TO DO: If a line in the records below contains the word "yellow", copy it out.

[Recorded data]
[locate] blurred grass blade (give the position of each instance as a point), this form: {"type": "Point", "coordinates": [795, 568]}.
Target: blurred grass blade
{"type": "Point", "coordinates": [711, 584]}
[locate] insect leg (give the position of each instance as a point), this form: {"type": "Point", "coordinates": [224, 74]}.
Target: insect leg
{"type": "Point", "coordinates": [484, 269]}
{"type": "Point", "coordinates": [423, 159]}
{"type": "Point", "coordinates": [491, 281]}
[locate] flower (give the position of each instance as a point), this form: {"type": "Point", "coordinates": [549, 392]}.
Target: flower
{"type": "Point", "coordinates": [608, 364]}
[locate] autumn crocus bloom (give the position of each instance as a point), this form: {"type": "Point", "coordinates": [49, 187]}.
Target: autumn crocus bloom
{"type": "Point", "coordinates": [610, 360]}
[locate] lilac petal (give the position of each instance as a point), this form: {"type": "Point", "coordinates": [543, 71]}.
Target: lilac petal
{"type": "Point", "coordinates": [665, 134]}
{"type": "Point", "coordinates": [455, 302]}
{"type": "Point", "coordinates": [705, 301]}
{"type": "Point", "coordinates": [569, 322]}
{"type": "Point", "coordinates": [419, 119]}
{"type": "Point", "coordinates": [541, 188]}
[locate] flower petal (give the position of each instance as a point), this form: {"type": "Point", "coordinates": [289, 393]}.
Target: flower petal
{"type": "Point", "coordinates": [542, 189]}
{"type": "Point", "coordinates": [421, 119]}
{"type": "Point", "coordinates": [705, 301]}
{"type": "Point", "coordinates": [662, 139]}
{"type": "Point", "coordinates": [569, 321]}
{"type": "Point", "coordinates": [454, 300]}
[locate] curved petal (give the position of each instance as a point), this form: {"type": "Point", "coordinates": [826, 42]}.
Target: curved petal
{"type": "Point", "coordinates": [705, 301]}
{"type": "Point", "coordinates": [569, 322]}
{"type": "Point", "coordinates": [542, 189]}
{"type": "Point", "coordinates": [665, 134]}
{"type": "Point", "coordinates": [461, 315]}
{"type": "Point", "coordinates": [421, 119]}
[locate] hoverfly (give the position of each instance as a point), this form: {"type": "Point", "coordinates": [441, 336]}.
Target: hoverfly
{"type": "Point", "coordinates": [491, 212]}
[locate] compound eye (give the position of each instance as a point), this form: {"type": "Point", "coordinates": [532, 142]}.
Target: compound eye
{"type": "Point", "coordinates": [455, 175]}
* * *
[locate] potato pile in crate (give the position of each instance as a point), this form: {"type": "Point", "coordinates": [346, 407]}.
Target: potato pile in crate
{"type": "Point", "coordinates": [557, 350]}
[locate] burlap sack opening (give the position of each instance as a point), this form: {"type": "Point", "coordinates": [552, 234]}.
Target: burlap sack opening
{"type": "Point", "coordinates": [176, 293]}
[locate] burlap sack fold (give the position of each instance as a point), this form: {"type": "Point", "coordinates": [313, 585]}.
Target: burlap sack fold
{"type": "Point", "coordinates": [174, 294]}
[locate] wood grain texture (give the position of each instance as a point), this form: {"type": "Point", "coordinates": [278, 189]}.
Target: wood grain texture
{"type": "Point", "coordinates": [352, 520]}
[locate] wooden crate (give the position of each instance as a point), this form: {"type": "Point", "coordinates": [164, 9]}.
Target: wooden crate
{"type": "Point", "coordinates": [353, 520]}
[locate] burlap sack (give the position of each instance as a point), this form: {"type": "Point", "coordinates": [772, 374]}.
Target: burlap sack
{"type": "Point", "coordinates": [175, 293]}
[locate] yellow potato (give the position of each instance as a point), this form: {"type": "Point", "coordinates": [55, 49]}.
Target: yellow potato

FINISHED TASK:
[locate] yellow potato (give the position of each instance as a point), this form: {"type": "Point", "coordinates": [55, 49]}.
Target: yellow potato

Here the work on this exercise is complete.